§ **WHAT THE TASK REQUIRES**
Copy out every line below that contains the word "book".

§ **PROVIDED MATERIAL**
* start *

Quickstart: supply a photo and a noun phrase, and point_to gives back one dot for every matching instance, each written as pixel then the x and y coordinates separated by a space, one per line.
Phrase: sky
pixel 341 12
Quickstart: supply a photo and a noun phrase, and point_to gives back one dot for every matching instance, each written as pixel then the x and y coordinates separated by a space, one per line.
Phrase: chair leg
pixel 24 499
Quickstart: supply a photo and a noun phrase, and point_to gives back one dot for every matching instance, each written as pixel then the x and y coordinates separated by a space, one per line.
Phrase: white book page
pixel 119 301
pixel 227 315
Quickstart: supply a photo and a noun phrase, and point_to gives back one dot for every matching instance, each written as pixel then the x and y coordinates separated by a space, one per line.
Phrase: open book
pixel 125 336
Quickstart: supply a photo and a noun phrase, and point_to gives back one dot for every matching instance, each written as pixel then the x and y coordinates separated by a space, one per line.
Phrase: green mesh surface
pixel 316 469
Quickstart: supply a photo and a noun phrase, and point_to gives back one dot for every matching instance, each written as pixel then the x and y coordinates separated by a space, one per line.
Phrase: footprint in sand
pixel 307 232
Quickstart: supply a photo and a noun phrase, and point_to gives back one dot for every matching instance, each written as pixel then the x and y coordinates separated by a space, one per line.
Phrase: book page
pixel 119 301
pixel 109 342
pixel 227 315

* end *
* start *

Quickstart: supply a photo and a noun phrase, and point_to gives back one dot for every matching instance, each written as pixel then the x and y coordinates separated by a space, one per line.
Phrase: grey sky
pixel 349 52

* end *
* start *

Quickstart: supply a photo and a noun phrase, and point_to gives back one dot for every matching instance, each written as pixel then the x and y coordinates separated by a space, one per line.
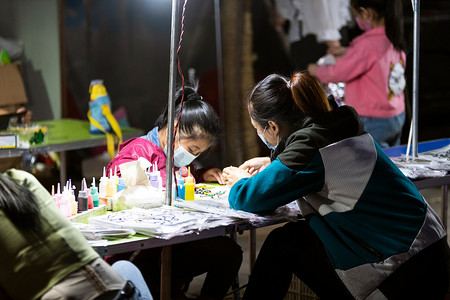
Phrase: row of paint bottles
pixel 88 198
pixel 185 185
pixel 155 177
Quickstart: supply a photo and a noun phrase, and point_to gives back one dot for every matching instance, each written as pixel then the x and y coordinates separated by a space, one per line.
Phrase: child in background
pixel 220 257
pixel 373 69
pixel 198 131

* end *

§ **ANSWER FOR THE TASK**
Phrase: white book page
Phrase: open book
Phrase: book page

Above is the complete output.